Referring expression data:
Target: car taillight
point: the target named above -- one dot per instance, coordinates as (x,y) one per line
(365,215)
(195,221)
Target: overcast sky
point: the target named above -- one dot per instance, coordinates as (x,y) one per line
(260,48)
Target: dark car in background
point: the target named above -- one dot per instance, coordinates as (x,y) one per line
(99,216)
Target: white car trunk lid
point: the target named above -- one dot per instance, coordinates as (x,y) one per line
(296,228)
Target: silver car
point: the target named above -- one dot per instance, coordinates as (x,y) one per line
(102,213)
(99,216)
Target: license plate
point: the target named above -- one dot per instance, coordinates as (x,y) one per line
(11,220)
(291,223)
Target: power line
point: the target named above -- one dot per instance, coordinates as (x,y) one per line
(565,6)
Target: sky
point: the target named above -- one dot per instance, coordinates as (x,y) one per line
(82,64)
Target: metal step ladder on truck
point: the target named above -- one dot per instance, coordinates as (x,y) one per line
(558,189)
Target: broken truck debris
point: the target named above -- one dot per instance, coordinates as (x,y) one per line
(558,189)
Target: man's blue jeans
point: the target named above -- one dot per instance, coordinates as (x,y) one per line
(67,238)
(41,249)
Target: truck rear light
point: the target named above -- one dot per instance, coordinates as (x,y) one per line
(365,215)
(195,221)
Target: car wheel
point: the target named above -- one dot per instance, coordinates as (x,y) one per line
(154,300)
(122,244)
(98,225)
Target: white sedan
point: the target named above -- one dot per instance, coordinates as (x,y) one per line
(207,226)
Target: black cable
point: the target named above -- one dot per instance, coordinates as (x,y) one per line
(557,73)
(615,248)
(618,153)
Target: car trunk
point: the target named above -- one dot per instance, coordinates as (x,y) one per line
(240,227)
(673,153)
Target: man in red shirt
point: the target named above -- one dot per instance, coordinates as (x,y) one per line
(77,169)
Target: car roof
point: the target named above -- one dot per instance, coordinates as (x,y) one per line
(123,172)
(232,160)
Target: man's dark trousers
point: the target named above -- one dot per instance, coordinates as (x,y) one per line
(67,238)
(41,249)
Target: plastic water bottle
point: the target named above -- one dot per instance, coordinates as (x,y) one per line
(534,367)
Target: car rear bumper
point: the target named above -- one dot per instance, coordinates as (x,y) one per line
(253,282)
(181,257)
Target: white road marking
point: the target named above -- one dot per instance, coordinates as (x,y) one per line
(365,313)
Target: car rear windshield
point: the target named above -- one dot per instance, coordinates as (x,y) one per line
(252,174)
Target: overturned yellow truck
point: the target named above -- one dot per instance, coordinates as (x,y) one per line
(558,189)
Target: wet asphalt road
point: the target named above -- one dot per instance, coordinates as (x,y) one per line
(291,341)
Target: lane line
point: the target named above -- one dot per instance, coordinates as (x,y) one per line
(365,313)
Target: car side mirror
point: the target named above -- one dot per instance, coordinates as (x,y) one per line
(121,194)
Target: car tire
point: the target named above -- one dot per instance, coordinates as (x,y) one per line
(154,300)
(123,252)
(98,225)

## Problem statement
Please write out all the data above, exactly as it reads.

## Response to the exercise
Target: car taillight
point: the target named above -- one dot per instance, coordinates as (x,y) one per line
(365,215)
(195,221)
Target: overcast sky
point: the target named above -- one dot per instance, coordinates as (x,y) one per line
(260,48)
Target: dark car in background
point: the target named above -- one dot per instance, coordinates as (x,y) one per line
(99,216)
Target: white car trunk lid
point: the target named above -- one dot per instance, coordinates as (x,y) one per line
(296,228)
Target: silver car
point: the target named above -- one dot per instance, coordinates as (x,y) one per line
(102,213)
(99,216)
Target: license plate
point: the target named above -- one dot per instance, coordinates as (x,y) one per line
(11,220)
(291,223)
Target: power line
point: the target named above -- one dot per instance, coordinates as (x,y) one per line
(565,6)
Target: sky
point: the target named above -- one dot per instance, coordinates as (x,y) one per line
(82,64)
Target: metal step ladder on truck
point: the target named above -- one dot per instance, coordinates as (x,y) one per line
(558,189)
Target: broken truck debris
point: the target named above -- one dot per instance, coordinates as (x,y) one per line
(558,189)
Target: man's blue jeans
point: the target named above -- one dot per instance, coordinates as (x,y) one per line
(67,238)
(41,249)
Target: truck rear light
point: the target named above -- one dot per instance, coordinates as (x,y) one per line
(365,215)
(195,221)
Target: car wheel
point: the target named above -- one dot per instance, coordinates as (x,y) one per line
(154,300)
(122,244)
(98,225)
Target: white sedan
point: the target named above -- one dot per instance, coordinates as (x,y) one per line
(207,226)
Target: black cable
point: the target named above -- one dot per instance, coordinates as (x,y) one per line
(557,73)
(615,248)
(618,153)
Target: car trunk
point: the target named above -- one dot per instance, coordinates as (x,y) one per line
(240,227)
(673,153)
Target: man in red shirt
point: the target named above -- one dot per instance, coordinates as (x,y) one per line
(77,169)
Target: car roof
point: the target named above -- one dot per instance, coordinates as (x,y) one per line
(123,172)
(232,160)
Target: man's dark trousers
point: the target named above -- one dot per instance, coordinates as (x,y) one per line
(67,238)
(41,249)
Target: plastic water bottle
point: the target named above -- one dot per instance, coordinates as (x,y) one per line
(534,367)
Target: car rear bumper
point: the target named above -- one dot per instance, coordinates as (x,y) one per line
(253,282)
(181,257)
Target: white road marking
point: the target named above -- one dot per instance, coordinates as (x,y) one per line
(365,313)
Target: car rear windshield
point: the target named above -- one dot per instance, coordinates as (x,y) one per line
(252,174)
Target: overturned yellow truck
point: the target named above -- one dot per instance, coordinates as (x,y) one per line
(558,189)
Target: wet asphalt road
point: the target named above -- one dot per instance, coordinates as (x,y) one per line
(291,341)
Target: lane line
point: the target named above -- one dot per instance, coordinates as (x,y) one per line
(365,313)
Target: car side mirror
point: the target named above -- one dot per instance, coordinates as (x,y) one per line
(121,194)
Target: car tire
point: the target named above -- one dot per instance, coordinates as (x,y) one per line
(154,300)
(123,252)
(98,225)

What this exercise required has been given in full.